Les propos en cause imputaient bien à Alain de Pouzilhac d’avoir “laissé 4 à 500 millions de trou ” à son départ de la direction du groupe HAVAS en 2005, et donc d’avoir gravement mis en danger l’équilibre financier de ce groupe au point d’avoir “failli [le] mettre en faillite’”. IL s’agissait là d’une imputation d’un fait suffisamment précis pour pouvoir faire sans difficulté l’objet d’un débat sur la preuve et qui portait atteinte à la considération professionnelle d’Alain de Pouzilhac.
Exception de bonne foi
L’auteur de propos diffamatoires peut s’exonérer de toute responsabilité en justifiant de sa bonne foi et notamment en établissant qu’il poursuivait, en rendant publics les propos incriminés, un but légitime exclusif de toute animosité personnelle, qu’il a conservé dans l’expression une suffisante prudence et qu’il s’est appuyé sur une enquête sérieuse.

## Relevés d'étiquetage de lieux
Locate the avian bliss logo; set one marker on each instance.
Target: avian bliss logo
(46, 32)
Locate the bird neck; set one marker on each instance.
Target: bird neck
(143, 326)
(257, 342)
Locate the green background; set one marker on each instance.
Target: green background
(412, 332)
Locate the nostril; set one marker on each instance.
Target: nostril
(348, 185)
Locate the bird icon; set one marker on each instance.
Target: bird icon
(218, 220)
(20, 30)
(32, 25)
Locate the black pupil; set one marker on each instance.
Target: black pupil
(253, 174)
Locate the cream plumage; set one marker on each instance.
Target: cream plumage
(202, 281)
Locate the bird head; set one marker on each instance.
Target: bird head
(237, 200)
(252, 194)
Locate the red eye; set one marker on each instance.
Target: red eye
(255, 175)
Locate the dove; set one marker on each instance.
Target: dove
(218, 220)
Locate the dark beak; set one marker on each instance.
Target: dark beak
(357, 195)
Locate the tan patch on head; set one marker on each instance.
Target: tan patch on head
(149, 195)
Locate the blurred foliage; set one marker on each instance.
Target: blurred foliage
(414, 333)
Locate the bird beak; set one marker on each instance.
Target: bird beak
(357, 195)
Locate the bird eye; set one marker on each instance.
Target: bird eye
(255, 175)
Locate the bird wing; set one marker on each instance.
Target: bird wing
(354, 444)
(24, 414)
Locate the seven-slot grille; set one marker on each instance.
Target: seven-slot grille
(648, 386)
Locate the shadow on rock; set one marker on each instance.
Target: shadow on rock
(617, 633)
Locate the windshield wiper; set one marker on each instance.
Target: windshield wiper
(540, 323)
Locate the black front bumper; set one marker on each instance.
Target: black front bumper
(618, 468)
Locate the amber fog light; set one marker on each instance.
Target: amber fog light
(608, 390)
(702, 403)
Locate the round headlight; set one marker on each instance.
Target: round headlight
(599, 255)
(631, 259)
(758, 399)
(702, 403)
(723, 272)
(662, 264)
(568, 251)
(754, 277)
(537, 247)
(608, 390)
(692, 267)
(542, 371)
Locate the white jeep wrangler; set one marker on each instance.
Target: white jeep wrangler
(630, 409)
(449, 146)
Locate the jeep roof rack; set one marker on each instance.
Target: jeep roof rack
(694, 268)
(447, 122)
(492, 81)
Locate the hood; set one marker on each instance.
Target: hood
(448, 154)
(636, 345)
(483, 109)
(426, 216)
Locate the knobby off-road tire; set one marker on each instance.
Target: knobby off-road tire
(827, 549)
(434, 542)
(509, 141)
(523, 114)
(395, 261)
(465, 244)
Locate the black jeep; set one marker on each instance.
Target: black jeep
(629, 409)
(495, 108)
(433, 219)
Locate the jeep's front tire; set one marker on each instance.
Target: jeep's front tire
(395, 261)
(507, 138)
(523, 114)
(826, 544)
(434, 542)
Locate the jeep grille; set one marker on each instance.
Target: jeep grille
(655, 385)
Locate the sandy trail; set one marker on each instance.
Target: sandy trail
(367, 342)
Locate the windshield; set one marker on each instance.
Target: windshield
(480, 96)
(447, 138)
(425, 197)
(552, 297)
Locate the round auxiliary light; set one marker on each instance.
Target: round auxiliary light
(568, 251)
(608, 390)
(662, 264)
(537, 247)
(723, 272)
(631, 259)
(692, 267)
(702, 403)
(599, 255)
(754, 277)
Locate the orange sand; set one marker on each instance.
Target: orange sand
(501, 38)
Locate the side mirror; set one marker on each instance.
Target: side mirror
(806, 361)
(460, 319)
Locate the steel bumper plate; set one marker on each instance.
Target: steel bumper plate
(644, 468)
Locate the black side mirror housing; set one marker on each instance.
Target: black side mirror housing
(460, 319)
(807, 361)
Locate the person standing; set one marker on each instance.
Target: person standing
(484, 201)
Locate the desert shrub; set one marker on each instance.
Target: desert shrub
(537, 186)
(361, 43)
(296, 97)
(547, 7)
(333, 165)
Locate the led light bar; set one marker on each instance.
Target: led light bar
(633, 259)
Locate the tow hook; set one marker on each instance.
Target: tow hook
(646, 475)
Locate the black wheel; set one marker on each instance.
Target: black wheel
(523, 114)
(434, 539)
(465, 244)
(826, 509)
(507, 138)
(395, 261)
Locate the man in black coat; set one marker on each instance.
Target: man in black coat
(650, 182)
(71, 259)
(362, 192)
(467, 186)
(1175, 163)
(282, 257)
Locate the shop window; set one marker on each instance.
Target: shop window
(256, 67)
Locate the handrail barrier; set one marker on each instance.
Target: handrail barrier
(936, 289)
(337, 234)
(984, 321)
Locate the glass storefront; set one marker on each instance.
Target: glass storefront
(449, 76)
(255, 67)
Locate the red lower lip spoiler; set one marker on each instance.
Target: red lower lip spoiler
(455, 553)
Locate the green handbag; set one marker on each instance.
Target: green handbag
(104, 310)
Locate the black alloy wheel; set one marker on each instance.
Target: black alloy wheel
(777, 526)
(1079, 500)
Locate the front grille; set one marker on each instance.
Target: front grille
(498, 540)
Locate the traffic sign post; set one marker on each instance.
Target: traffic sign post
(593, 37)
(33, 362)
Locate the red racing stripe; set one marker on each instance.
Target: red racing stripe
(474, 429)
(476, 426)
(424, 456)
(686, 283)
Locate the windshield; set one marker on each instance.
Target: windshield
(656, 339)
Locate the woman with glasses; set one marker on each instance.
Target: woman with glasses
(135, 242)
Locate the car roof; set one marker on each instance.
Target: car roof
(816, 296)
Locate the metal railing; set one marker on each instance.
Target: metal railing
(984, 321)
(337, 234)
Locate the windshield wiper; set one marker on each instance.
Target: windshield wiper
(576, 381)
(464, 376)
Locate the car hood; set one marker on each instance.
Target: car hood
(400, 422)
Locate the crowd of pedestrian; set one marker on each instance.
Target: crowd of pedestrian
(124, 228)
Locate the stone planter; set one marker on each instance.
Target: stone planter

## OBJECTIF 1
D'après l'extrait sur la diffamation visant Alain de Pouzilhac, que doit établir l'auteur de propos diffamatoires pour prouver sa bonne foi ? Donnez chacune de ces conditions.
## OBJECTIF 2
Écrivez la suite de l'extrait sur l'affaire de diffamation visant Alain de Pouzilhac, à partir de sa dernière phrase.

## RÉSULTAT 1
- Il poursuivait, en rendant publics les propos incriminés, un but légitime exclusif de toute animosité personnelle.
- Il a conservé dans l'expression une suffisante prudence.
- Il s'est appuyé sur une enquête sérieuse.

## RÉSULTAT 2
Ces critères s’apprécient différemment selon le genre de l’écrit en cause et la qualité de la personne qui s’y exprime, une plus grande rigueur étant de mise s’agissant d’un professionnel de l’information, tel un journaliste, en raison notamment de sa qualité et du crédit qui s’y attache, tandis qu’une plus grande liberté de ton est accordée à celui qui n’est pas professionnel de l’information et est personnellement impliqué dans les faits qu’il évoque.
En l’espèce, les juges ont conclu à l’existence d’une animosité personnelle, le caractère légitime du but poursuivi a aussi été exclu, puisque le propos diffamant était sans lien avec le sujet abordé et n’avait pour seul objet que de nuire à Alain de Pouzilhac en portant atteinte à sa considération professionnelle (7 000 euros de dommages et intérêts).
Périmètre de la diffamation
L’article 29, alinéa 1er, de la loi sur la liberté de la presse définit la diffamation comme toute allégation ou imputation d’un fait qui porte atteinte à l’honneur ou à la considération de la personne ou du corps auquel le fait est imputé». Le fait en cause doit être suffisamment précis pour pouvoir faire, sans difficulté, l’objet du débat sur la preuve de sa vérité. Le délit de diffamation est caractérisé même si l’imputation est formulée sous une forme déguisée, dubitative ou par voie d’insinuations et se distingue ainsi de l’expression d’appréciations subjectives et de l’injure (« toute expression outrageante, termes de mépris ou invective qui ne renferme l’imputation d’aucun fait »).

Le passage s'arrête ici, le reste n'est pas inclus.